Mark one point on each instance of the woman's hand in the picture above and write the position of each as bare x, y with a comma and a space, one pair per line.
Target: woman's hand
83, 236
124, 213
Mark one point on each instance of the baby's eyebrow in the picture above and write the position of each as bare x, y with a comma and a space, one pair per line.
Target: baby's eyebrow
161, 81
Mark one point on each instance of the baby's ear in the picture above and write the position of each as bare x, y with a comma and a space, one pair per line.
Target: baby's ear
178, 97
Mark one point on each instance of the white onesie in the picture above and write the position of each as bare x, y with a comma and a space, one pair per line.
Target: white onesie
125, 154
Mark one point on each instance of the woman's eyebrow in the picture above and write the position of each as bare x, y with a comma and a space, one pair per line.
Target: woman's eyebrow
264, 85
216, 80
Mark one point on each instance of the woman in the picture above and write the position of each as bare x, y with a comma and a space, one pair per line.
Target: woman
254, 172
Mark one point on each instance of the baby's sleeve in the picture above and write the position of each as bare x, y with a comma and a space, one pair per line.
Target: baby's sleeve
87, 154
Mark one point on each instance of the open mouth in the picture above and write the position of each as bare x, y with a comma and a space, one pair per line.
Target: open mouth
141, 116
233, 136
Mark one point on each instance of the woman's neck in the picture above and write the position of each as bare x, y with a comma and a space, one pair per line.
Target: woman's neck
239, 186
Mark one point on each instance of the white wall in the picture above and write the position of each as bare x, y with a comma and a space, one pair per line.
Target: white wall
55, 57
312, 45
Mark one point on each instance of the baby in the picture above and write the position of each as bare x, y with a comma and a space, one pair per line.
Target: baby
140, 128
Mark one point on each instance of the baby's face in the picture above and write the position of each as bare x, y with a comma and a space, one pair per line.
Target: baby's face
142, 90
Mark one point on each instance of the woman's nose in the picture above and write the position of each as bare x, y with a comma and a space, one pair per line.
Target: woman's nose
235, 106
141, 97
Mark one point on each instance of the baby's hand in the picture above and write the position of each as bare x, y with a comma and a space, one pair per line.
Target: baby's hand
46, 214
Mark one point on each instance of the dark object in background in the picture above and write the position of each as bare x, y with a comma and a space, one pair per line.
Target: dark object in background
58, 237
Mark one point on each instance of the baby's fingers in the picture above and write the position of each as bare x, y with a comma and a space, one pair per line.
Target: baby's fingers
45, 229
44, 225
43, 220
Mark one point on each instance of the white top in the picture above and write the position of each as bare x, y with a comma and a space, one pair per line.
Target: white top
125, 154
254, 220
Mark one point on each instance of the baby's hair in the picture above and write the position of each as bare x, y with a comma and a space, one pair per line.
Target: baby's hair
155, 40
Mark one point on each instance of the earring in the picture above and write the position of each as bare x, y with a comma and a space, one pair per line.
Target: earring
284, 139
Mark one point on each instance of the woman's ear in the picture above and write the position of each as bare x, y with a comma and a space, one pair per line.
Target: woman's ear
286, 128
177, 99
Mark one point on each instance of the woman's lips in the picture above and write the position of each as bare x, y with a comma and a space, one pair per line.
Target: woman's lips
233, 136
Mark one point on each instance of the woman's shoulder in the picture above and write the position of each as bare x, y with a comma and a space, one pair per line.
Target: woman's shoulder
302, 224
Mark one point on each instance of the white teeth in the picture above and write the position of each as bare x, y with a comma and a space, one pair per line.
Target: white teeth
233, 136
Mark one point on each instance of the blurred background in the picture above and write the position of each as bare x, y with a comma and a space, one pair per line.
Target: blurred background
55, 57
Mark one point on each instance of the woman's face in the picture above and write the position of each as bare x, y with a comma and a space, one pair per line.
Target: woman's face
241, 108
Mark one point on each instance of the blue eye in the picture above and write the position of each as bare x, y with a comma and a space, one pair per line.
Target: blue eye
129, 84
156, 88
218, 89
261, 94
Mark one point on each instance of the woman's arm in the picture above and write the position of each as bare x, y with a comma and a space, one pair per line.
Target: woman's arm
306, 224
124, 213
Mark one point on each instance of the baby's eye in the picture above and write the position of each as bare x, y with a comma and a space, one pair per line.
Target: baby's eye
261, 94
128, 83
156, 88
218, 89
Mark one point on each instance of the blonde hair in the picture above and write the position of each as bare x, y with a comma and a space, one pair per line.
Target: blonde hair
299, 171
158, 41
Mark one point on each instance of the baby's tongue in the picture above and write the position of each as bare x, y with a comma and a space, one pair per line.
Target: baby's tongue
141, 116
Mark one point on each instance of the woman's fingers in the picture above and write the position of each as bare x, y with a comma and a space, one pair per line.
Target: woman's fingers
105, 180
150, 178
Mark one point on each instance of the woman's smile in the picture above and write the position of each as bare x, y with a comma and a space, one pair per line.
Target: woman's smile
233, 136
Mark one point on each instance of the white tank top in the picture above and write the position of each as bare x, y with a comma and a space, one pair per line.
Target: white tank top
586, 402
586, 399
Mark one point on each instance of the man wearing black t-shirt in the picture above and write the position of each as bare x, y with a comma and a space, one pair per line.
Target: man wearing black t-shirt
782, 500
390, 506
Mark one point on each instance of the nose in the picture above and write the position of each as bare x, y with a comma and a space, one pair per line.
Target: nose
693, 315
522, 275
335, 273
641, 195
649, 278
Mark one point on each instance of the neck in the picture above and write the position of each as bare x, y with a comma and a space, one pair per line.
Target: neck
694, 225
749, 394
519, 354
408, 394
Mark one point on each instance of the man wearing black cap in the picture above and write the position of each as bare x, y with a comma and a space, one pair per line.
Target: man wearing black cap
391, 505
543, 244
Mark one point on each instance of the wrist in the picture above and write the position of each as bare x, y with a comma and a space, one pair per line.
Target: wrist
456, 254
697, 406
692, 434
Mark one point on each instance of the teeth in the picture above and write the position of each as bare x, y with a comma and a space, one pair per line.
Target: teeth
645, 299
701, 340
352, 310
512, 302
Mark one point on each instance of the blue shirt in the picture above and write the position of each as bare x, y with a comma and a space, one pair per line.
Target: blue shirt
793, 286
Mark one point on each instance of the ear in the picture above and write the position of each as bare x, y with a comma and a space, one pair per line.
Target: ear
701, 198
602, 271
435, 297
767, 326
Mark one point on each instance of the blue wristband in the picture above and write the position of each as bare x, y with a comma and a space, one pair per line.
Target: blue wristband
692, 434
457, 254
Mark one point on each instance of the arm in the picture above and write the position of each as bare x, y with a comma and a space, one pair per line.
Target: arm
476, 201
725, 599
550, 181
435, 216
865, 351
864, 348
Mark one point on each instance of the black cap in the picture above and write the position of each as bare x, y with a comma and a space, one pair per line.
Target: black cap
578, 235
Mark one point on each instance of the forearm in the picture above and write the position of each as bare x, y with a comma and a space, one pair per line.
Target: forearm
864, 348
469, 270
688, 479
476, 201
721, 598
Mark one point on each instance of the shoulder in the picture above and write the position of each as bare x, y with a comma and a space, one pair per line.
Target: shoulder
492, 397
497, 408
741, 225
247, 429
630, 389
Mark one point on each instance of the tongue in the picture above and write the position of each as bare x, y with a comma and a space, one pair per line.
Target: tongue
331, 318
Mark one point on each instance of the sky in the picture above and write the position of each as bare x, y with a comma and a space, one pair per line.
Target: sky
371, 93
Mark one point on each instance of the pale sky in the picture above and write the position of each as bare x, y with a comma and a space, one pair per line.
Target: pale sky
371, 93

----------

*What you are asked to do*: Print, word for word, the lines of the entries from the one containing "Mark one point on each instance of the sky" through the last line of the entries, both ends included.

*Task response*:
Mark one point on each instance of the sky in the picture above and write the position of each as bare x, y with a comma and a space, one pair per line.
Target: sky
371, 93
Mark one point on each instance of the pale sky in the picture above and write the position of each as bare x, y with a comma and a space, one pair per line.
Target: pale sky
371, 93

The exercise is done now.